— Extracted entries —
★ ★ ★ ★
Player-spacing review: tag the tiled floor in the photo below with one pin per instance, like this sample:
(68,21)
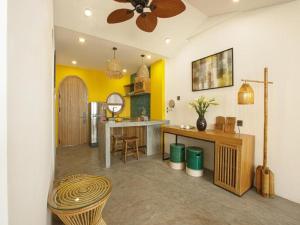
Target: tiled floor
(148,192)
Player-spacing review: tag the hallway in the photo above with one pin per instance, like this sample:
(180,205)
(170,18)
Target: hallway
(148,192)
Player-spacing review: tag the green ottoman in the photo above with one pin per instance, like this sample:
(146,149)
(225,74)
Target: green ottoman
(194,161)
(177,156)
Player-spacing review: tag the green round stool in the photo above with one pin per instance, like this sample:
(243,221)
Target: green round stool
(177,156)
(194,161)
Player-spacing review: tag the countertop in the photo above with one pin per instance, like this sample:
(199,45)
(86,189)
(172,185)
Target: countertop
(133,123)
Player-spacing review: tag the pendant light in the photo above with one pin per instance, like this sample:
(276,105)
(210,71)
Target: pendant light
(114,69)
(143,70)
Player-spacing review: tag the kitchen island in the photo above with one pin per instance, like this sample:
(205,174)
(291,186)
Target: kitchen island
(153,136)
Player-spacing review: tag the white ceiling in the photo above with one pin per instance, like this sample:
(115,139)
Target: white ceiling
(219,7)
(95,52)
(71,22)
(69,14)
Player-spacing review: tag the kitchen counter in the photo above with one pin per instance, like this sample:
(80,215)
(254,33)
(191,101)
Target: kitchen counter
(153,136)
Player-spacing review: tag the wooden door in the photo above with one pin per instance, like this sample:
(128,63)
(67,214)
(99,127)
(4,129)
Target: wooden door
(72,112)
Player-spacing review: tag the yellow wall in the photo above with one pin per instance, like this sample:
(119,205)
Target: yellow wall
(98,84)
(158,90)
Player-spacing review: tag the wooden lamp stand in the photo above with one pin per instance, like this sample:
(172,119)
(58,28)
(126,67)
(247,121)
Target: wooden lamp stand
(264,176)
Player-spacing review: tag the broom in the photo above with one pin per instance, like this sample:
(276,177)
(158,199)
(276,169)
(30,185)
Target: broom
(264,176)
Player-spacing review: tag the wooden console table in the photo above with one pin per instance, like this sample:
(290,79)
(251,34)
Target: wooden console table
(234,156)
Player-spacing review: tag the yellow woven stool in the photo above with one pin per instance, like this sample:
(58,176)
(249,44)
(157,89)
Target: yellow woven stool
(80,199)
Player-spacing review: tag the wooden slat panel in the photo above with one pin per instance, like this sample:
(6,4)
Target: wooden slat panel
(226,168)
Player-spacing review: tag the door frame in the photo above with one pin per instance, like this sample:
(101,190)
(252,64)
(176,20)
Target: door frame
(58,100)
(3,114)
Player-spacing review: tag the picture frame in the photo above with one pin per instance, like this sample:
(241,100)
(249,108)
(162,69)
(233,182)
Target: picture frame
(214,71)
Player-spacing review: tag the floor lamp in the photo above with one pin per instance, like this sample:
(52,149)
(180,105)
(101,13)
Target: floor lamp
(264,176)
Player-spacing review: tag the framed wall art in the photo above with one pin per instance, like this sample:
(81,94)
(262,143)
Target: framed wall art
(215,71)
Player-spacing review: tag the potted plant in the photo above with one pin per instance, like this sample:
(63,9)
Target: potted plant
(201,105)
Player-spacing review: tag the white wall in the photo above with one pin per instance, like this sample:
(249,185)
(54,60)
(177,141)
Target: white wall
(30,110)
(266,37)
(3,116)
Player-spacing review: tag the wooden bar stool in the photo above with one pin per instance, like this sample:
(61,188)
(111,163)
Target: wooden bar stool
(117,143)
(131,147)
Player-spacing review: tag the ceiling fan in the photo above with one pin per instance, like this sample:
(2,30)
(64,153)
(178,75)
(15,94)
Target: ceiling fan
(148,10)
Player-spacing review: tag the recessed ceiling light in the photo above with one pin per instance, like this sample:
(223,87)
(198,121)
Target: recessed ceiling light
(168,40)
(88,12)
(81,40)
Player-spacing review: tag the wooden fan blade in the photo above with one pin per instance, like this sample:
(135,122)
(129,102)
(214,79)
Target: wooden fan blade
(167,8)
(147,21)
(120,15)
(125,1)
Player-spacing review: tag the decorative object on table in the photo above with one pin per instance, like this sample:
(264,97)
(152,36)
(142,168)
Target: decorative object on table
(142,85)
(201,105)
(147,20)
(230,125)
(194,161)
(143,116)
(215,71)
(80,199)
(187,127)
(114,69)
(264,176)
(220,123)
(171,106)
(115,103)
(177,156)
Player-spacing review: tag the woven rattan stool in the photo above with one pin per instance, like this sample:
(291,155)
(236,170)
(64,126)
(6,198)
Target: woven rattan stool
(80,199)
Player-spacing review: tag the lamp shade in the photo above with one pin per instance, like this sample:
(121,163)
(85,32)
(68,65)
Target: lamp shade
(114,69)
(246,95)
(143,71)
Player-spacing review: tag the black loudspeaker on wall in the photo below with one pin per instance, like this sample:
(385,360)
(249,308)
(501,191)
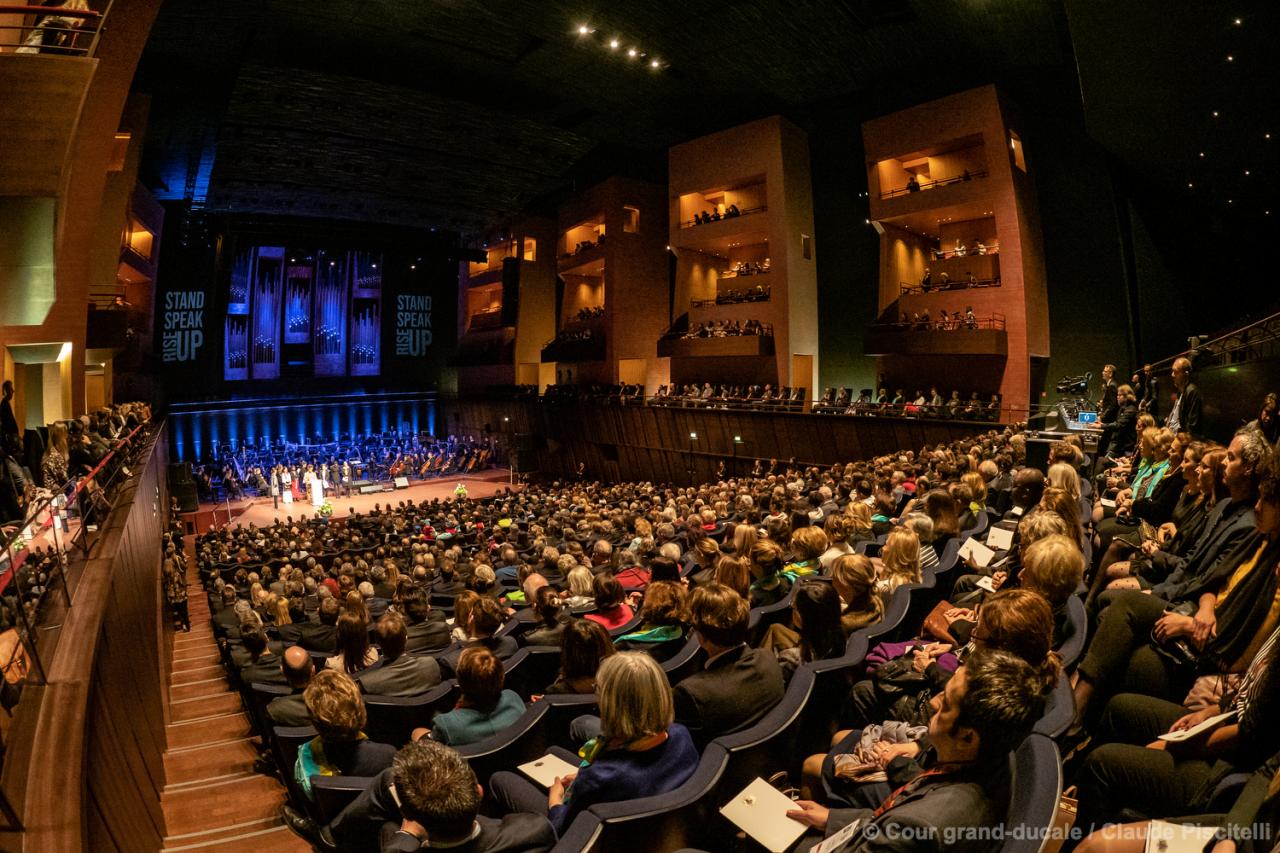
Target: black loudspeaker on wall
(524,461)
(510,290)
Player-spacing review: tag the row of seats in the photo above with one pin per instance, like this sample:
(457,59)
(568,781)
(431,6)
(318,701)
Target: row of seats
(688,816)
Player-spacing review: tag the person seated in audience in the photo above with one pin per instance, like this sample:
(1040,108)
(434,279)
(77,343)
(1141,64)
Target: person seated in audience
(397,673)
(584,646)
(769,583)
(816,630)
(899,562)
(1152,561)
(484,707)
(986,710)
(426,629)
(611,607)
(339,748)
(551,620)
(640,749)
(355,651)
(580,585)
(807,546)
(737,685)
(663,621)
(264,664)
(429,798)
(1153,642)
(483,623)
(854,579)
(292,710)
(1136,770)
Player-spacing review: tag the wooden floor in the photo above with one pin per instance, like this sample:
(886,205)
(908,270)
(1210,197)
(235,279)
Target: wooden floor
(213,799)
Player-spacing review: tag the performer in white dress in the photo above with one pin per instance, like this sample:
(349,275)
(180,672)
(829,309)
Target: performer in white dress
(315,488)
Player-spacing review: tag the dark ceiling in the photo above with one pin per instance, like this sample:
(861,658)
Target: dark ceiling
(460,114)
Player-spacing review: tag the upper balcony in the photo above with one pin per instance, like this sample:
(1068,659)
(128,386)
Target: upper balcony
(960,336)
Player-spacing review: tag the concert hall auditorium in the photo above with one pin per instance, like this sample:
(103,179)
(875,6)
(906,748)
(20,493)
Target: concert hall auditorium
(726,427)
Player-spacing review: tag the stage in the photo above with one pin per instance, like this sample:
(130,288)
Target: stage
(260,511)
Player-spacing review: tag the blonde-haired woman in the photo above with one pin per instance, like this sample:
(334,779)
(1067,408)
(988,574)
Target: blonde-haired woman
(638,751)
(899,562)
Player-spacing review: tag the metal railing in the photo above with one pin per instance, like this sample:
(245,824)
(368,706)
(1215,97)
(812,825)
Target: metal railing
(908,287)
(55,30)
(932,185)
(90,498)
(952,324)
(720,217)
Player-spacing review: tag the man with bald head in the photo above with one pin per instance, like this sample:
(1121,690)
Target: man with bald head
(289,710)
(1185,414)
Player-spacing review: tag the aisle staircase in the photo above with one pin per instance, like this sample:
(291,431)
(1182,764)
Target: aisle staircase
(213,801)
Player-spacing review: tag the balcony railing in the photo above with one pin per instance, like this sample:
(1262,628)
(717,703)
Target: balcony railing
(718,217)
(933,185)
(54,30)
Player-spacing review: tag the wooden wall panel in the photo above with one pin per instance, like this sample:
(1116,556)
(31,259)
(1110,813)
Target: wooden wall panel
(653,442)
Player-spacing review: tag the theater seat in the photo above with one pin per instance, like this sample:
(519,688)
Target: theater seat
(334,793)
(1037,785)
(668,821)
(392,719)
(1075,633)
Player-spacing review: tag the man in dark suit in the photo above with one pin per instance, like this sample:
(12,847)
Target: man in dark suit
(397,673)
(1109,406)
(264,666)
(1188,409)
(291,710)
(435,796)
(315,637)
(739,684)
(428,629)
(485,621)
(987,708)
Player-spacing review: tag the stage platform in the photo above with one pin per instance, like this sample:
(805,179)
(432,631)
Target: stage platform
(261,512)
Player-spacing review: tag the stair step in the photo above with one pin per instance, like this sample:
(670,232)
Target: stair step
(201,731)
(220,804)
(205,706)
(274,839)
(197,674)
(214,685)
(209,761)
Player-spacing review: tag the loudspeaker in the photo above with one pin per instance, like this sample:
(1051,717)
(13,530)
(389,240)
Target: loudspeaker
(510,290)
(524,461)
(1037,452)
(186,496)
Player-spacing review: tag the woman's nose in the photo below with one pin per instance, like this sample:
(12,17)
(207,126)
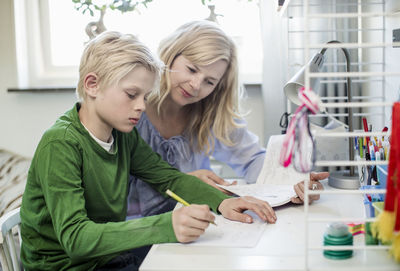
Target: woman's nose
★ ★ ★ ★
— Short task —
Reproduce the lines from the one containing "Player-spacing review: tag the woman's" through the end of the data, inclusive, substituting "woman's left ear" for "woman's nose" and leaving all else unchanged. Leave the pictures out of the reproduction.

— Exercise answer —
Player-spacing review: tag the woman's left ear in the photo below with one pin per instance, like this sample:
(12,17)
(207,126)
Target: woman's left ear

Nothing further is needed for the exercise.